Set task A =
Check each statement against the Dataform Warehouse Blueprints description and answer yes or no, quoting the words of the description that decide it. (i) The package is installed with pip. (ii) The generated SQLX for dim_employee sets its type to "table". (iii) The generated SQLX labels the warehouse layer as Silver.

[Start of Passage to read]

Production-ready Dataform SQLX templates for data warehouse patterns
Project description
Dataform Warehouse Blueprints
Production-ready Dataform SQLX templates for data warehouse patterns
Generate clean, maintainable Dataform SQLX files from simple YAML configurations. Supports staging, dimension, fact, and aggregate table patterns with best practices built-in.
🎯 Features
- Multiple Table Patterns: Staging, Dimension, Fact, Aggregate/Mart tables
- Best Practices: Partitioning, clustering, incremental loading built-in
- Simple YAML Config: Define tables without writing boilerplate SQL
- CLI & Python API: Use as command-line tool or Python library
- Validation: Catch configuration errors before generation
- Batch Generation: Process multiple configs at once
- Dataform-Ready: Generates valid SQLX for Dataform projects
📦 Installation
pip install dataform-warehouse-blueprints
🚀 Quick Start
CLI Usage
1. Initialize a configuration file:
dataform-blueprints init \
-t dim_employee \
-l warehouse \
--table-type dimension \
-o dim_employee_config.yaml
2. Edit the generated YAML:
table_name: dim_employee
layer: warehouse
table_type: dimension
source_table: ${ref('stg_employees')}
columns:
- employee_id
- first_name
- last_name
- email
partition_by: updated_at
cluster_by: [employee_id]
primary_keys: [employee_id]
incremental: true
tags: [dimension, hr]
3. Generate SQLX:
dataform-blueprints generate \
-c dim_employee_config.yaml \
-o definitions/dim_employee.sqlx
4. Generated SQLX output:
config {
type: "incremental",
schema: "warehouse",
name: "dim_employee",
bigquery: {
partitionBy: "updated_at",
clusterBy: ["employee_id"],
},
tags: ["dimension", "hr"],
}
-- Dimension Table: dim_employee
-- Layer: WAREHOUSE (Gold)
SELECT
employee_id,
first_name,
last_name,
email,
CURRENT_TIMESTAMP() AS _loaded_at
FROM ${ref('stg_employees')}
${ when(incremental(), `
WHERE updated_at > (SELECT MAX(updated_at) FROM ${self()})
`) }
Python API
from dataform_blueprints import TableConfig, BlueprintGenerator, LayerType, TableType
# Define configuration
config = TableConfig(
table_name="dim_employee",
layer=LayerType.WAREHOUSE,
table_type=TableType.DIMENSION,
source_table="${ref('stg_employees')}",
columns=["employee_id", "first_name", "last_name"],
primary_keys=["employee_id"],
partition_by="updated_at",
cluster_by=["employee_id"],
incremental=True,
tags=["dimension", "hr"]
)

[End of Passage to read]
[Start of Exercise materials]

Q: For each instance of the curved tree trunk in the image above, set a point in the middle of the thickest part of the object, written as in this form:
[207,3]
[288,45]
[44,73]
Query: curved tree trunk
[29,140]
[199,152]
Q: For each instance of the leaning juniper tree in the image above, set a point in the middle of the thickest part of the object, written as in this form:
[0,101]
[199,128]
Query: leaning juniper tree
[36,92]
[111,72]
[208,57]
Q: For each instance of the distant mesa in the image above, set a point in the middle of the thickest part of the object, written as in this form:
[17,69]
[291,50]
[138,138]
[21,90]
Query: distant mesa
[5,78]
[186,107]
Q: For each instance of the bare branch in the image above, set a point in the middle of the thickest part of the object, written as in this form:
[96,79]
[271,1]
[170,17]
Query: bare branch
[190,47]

[End of Exercise materials]

Set task B =
Quote the stretch of the listing from the line containing "Q: For each instance of the distant" through the end of the listing, both ends included.

Exercise result A =
(i) Yes: "pip install dataform-warehouse-blueprints"
(ii) No: "type: "incremental","
(iii) No: "-- Layer: WAREHOUSE (Gold)"

Exercise result B =
Q: For each instance of the distant mesa in the image above, set a point in the middle of the thickest part of the object, written as in this form:
[17,69]
[291,50]
[138,138]
[21,90]
Query: distant mesa
[5,78]
[186,107]
Q: For each instance of the bare branch in the image above, set a point in the middle of the thickest part of the object, written as in this form:
[96,79]
[271,1]
[170,17]
Query: bare branch
[190,47]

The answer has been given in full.